• [Teks Sumber]:
----------
Berdasarkan kenyataan tersebut, seperti yang dikatakan oleh Prof Hasjim Djalal, Deklarasi Juanda pada hakekatnya merupakan salah satu pilar utama bangunan Negara Kesatuan Republik Indonesia (NKRI). Pilar pertama adalah kesatuan Kejiwaan yang dideklarasikan dalam Sumpah Pemuda 28 Oktober 1928 dengan pernyataan tekad satu nusa, bangsa dan bahasa yaitu Indonesia. Pilar kedua adalah kesatuan kenegaraan yang diproklamasikan tanggal 17 Agustus 1945 dengan pernyataan kemerdekaan Republik Indonesia. Sedangkan pilar ketiga adalah kesatuan wilayah darat-laut-udara yang dinyatakan dalam Deklarasi Juanda 13 Desember 1957.

Sayangnya, keberhasilan Indonesia dalam memperjuangkan Deklarasi Juanda ke forum internasional belum diikuti dengan langkah-langkah konstruktif membangun dunia kelautan. Deklarasi Juanda tidak lebih dari pernyataan geopolitik dan geo-ekonomi Indonesia. Di antaranya adalah, pertama, Indonesia belum serius membangun kemampuan pertahanan dan keamanan laut untuk menjaga segala kepentingan nasional di laut yang sebenarnya menjadi kepentingan vital bagi sebuah negara kepulauan.

Kedua, Pemerintah dan komponen masyarakat belum memahami dan memiliki visi bahari yang sama untuk mengelola semua potensi laut Indonesia. Bahkan berdirinya Kementrian Kelautan dan Perikanan tidak cukup untuk memalingkan perhatian mengurus laut yang kaya akan sumber daya. Lautan Indonesia juga tidak pernah sepi dari illegal fishing dan pelintasan kapal-kapal perang asing karena kita tidak memiliki Angkatan Laut dan badan penegakan hukum di laut yang kuat. Institusi yang ada terlampau banyak dan memiliki tugas dan kewenangan yang saling tumpang tindih. Justru terlalu banyaknya institusi yang mengurusi keamanan laut, menciptakan kemubaziran dalam pengamanan laut, terutama tidak adanya cetak biru keamanan laut yang integratif.

Ketiga, Sepanjang setengah abad lebih setelah Deklarasi Juanda, ekonomi maritim kita baik pelayaran, perikanan dan industri jasa maritim masih didominasi pihak luar. Demikian pula dalam memainkan geopolitik wawasan nusantara, alih-alih ikut menentukan dinamika maritim kawasan, menjaga kedaulatan wilayah perairan sendiri kita belum mampu.
----------
• [Tugas yang Dikerjakan]:
Salin persis bagian teks tentang Deklarasi Juanda di atas, mulai dari "Kedua, Pemerintah dan" sampai dengan "laut yang integratif.", termasuk kata-kata terakhir itu. Pakai teks di atas saja, jangan ambil dari sumber lain.

• [Data yang Diberikan]:
----------
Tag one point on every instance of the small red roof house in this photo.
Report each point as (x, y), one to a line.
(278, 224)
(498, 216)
----------
• [Jawaban Tertulis]:
Kedua, Pemerintah dan komponen masyarakat belum memahami dan memiliki visi bahari yang sama untuk mengelola semua potensi laut Indonesia. Bahkan berdirinya Kementrian Kelautan dan Perikanan tidak cukup untuk memalingkan perhatian mengurus laut yang kaya akan sumber daya. Lautan Indonesia juga tidak pernah sepi dari illegal fishing dan pelintasan kapal-kapal perang asing karena kita tidak memiliki Angkatan Laut dan badan penegakan hukum di laut yang kuat. Institusi yang ada terlampau banyak dan memiliki tugas dan kewenangan yang saling tumpang tindih. Justru terlalu banyaknya institusi yang mengurusi keamanan laut, menciptakan kemubaziran dalam pengamanan laut, terutama tidak adanya cetak biru keamanan laut yang integratif.